━━ DATA FOR THIS EXERCISE ━━

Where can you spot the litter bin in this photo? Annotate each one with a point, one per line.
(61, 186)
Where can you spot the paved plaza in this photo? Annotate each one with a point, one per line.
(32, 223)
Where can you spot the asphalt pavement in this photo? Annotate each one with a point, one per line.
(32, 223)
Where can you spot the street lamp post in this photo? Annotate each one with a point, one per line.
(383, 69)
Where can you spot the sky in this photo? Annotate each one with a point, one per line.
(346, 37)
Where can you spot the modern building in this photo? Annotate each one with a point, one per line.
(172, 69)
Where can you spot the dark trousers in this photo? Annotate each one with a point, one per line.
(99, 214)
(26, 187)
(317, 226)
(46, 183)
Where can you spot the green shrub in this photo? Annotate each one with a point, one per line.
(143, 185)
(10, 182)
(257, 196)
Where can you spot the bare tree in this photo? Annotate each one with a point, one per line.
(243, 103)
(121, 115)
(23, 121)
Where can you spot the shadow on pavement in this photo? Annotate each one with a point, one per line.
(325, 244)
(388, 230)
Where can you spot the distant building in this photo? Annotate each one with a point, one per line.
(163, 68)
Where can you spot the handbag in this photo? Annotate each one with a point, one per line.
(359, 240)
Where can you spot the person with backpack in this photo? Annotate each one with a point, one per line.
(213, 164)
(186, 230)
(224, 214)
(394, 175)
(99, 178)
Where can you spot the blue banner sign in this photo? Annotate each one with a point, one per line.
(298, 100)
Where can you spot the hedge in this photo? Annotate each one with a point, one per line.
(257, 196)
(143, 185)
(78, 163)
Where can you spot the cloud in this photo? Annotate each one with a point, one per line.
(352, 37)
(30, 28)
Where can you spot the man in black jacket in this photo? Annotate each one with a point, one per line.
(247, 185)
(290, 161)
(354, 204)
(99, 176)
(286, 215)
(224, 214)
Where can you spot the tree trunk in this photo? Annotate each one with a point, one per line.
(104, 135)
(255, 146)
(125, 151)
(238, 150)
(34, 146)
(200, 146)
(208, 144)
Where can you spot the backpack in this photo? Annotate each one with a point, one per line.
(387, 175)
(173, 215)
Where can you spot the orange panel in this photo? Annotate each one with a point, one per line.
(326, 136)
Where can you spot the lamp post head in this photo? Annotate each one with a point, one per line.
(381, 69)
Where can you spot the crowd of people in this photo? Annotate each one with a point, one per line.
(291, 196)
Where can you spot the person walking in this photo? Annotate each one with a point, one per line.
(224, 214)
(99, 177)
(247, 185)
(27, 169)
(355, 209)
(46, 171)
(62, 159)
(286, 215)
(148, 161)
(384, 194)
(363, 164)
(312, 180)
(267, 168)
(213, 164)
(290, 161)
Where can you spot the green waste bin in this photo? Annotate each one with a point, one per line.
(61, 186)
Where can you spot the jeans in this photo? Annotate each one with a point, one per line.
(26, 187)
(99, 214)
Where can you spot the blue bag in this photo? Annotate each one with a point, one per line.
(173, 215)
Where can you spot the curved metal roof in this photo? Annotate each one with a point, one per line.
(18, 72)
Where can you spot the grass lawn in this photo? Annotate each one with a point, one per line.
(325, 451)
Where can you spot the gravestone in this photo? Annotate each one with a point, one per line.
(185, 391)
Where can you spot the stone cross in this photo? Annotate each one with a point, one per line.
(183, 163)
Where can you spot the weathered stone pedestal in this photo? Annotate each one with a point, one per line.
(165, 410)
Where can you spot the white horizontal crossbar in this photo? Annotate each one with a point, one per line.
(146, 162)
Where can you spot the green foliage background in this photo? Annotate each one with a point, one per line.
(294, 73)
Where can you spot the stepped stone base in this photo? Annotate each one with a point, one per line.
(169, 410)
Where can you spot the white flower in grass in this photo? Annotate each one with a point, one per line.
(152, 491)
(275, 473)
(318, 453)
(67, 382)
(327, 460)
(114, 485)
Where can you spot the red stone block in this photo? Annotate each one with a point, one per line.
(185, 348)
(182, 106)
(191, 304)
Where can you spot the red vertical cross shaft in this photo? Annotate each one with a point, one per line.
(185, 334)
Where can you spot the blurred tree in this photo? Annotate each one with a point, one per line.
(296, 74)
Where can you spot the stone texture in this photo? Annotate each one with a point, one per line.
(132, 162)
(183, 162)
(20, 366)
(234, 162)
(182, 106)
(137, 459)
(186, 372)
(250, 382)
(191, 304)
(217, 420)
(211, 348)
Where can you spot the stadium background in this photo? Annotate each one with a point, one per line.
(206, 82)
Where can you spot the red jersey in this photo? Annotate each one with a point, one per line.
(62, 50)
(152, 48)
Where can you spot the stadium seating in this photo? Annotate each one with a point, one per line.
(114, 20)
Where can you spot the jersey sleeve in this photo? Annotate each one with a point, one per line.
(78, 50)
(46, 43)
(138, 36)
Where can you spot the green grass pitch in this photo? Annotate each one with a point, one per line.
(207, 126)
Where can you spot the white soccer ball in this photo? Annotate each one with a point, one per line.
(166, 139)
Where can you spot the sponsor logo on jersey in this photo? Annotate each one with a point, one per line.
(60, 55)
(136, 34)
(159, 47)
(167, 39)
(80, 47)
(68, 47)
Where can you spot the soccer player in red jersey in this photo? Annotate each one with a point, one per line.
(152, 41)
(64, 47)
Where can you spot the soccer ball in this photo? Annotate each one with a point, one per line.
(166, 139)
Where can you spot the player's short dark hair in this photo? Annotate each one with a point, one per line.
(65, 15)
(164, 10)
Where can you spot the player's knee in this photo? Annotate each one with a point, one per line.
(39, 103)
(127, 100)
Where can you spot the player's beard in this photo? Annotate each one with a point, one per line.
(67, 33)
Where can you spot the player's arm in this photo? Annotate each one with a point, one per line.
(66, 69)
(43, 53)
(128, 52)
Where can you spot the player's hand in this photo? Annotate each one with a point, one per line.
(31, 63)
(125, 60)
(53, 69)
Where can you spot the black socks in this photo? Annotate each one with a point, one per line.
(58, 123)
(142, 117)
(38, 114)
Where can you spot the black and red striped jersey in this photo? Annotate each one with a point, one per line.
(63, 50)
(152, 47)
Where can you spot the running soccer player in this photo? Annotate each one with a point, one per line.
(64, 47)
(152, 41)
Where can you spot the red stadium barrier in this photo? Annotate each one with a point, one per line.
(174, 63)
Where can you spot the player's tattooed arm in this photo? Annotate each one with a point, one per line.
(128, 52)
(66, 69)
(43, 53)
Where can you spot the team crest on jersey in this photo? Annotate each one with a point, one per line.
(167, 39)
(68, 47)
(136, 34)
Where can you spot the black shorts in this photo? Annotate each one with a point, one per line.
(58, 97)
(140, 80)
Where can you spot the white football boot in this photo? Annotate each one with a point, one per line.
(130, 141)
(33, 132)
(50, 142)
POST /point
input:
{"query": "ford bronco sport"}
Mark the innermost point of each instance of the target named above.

━━━

**TASK OBJECTIVE**
Reproduce each entry from the records above, character for character.

**ANSWER BELOW**
Where can you spot the litter bin in this photo? Annotate each one with a point, one per line.
(61, 186)
Where can you spot the paved plaza in this photo? Annotate each one with a point, one per line.
(32, 223)
Where can you spot the asphalt pavement in this photo? Annotate each one with a point, one per line.
(32, 223)
Where can you spot the street lamp post in this photo? Annotate each one with a point, one per line.
(383, 69)
Where can you spot the sky in this photo? Annotate each one with a point, one per line.
(346, 37)
Where can you spot the modern building in this photo? Annotate each one with a point, one per line.
(172, 69)
Where can you spot the dark trousers in this photo? Annotate each one with a point, one per line.
(99, 214)
(26, 187)
(317, 226)
(46, 183)
Where can you spot the green shrub in this photo? Annotate each one with a point, one per line.
(143, 185)
(10, 182)
(257, 196)
Where can you spot the bare tree in this photo? Annotate each one with a point, one per line.
(243, 103)
(121, 115)
(23, 121)
Where can you spot the shadow on pavement in this photo? Annotate each one with a point, one per line.
(325, 244)
(388, 230)
Where can you spot the distant building in this photo? Annotate each one with a point, one per line.
(163, 68)
Where can you spot the handbag in this photo? Annotate each one with a point, one per line.
(359, 240)
Where can you spot the person with backpack in this photo? Annotate each one with a point, one per line.
(213, 164)
(186, 230)
(224, 214)
(394, 175)
(99, 178)
Where can you spot the blue banner sign in this photo? Annotate each one with a point, one per line.
(298, 100)
Where can you spot the hedge in this photo? Annotate each one with a point, one per line.
(257, 196)
(143, 185)
(78, 163)
Where can you spot the cloud in this photo? Annotate each one with a point, one per line.
(352, 37)
(30, 28)
Where can you spot the man in black jacket in this photo? Annotate each one with a point, one per line.
(247, 185)
(290, 161)
(354, 204)
(99, 176)
(286, 215)
(224, 214)
Where can you spot the tree trunk in this photo? Annotate each one with a point, one per line.
(104, 135)
(255, 146)
(125, 151)
(238, 150)
(34, 146)
(200, 146)
(208, 144)
Where can you spot the backpack in this photo? Annotate each one with a point, one per line.
(387, 175)
(173, 215)
Where can you spot the orange panel in this photo? Annotate each one with a point, one per line.
(326, 136)
Where can you spot the lamp post head in this photo? Annotate each one with a point, one per line.
(381, 69)
Where can you spot the crowd of people in this photo? Annotate each one with a point, one per line.
(291, 196)
Where can you spot the person walking in this photo? Annotate each one with a point, one per line.
(224, 214)
(99, 177)
(247, 185)
(27, 169)
(355, 209)
(46, 171)
(62, 159)
(286, 215)
(148, 161)
(384, 194)
(363, 164)
(312, 180)
(267, 168)
(213, 164)
(290, 161)
Where can you spot the green waste bin in this photo? Annotate each one with a point, one per line.
(61, 186)
Where can you spot the jeans in this photo? Annotate each one with a point, one per line.
(26, 187)
(99, 214)
Where can you spot the blue bag in this photo? Annotate each one with a point, one per line.
(173, 215)
Where can you spot the curved metal roof in this photo? Annotate each one with a point, one per line.
(18, 72)
Where can you spot the grass lawn in this photo? Annotate each one with a point, one per line.
(325, 451)
Where can you spot the gravestone in this photo? Annotate each one with a point, one per line.
(185, 391)
Where can you spot the stone cross in this photo? Annotate each one with a point, one per line.
(183, 163)
Where can you spot the weathered stone pedestal in this photo? Annotate each one with a point, one per line.
(165, 410)
Where can you spot the white horizontal crossbar in this photo? Annotate each one with a point, one per line.
(146, 162)
Where can you spot the green foliage background in this photo? Annotate each one with a point, one per line.
(294, 73)
Where can you spot the stepped stone base in this photo? Annotate each one with a point, one per line.
(169, 410)
Where can you spot the white flower in grass in this photo? Annotate each one with a point, one per line.
(152, 491)
(275, 473)
(318, 453)
(67, 382)
(327, 460)
(114, 485)
Where can you spot the red stone block in this photo? Annotate each one with a point, one per line.
(185, 348)
(182, 106)
(191, 304)
Where can you spot the red vertical cross shaft in this photo? Annotate each one with a point, one per line.
(185, 334)
Where can you spot the blurred tree in this photo? Annotate each one with a point, one per line.
(296, 74)
Where can you spot the stone texture in this photo? Annotate each one with a point, one per line.
(132, 162)
(183, 162)
(20, 366)
(234, 162)
(182, 106)
(137, 459)
(186, 372)
(250, 382)
(191, 304)
(217, 420)
(211, 348)
Where can you spot the stadium background in this photo? Annotate each one with a point, one per line.
(206, 82)
Where can you spot the red jersey in this photo? Annotate each one with a point, one per line.
(62, 50)
(152, 48)
Where can you spot the stadium seating in this photo? Annotate each one with a point, one per line.
(114, 20)
Where can you spot the jersey sleeve in this photo? Annotate each one with a point, one per line.
(78, 50)
(46, 43)
(138, 36)
Where can you spot the green grass pitch in this photo? Annotate each one with a point, one per line.
(207, 126)
Where can you spot the white soccer ball in this photo? Annotate each one with a point, one per line.
(166, 139)
Where can you spot the sponsor logo on jersey in this photo? Annotate each one with a point, one per line.
(60, 55)
(136, 34)
(159, 47)
(167, 39)
(80, 47)
(68, 47)
Where can you spot the soccer player in red jersey in this photo? Annotate each one with a point, one per line.
(152, 41)
(64, 47)
Where can you spot the soccer ball in this photo? Annotate each one with a point, one per line.
(166, 139)
Where can you spot the player's short dark hair in this photo? Annotate each one with a point, one per line.
(65, 15)
(164, 10)
Where can you spot the player's knee in this photo? Annotate each one with a point, one per line.
(39, 103)
(127, 100)
Where can you spot the player's beard in this photo? Annotate each one with a point, one per line.
(67, 33)
Where can you spot the player's arm in this photo? Annotate each one with a point, one per line.
(66, 69)
(43, 53)
(128, 52)
Where can you spot the player's hand in this photo? Annotate each one with a point, one per line.
(31, 63)
(125, 60)
(53, 69)
Where can you spot the black socks in this photo? Annotate each one with a point, one per line.
(58, 123)
(142, 117)
(38, 114)
Where can you spot the black and red striped jersey in this photo? Annotate each one with a point, one per line.
(63, 50)
(152, 47)
Where can you spot the running soccer player in this photo? Annotate each one with a point, one per line.
(64, 47)
(152, 41)
Where can you spot the red stadium barrier in this photo? Annotate each one with a point, one per line.
(174, 63)
Where can you spot the player's tattooed arm in this photo? Annotate each one with a point, one per line.
(128, 52)
(66, 69)
(43, 53)
Where can you spot the team crest on jersey in this photo? Annotate each one with a point, one per line.
(167, 39)
(68, 47)
(136, 34)
Where can you spot the black shorts in this photo? Annotate each one with a point, one per line.
(58, 97)
(140, 80)
Where can you spot the white football boot in this photo? Annotate each one with a point, one per line.
(130, 141)
(33, 132)
(50, 142)
POST /point
input:
{"query": "ford bronco sport"}
Mark the innermost point of each instance of the target named above.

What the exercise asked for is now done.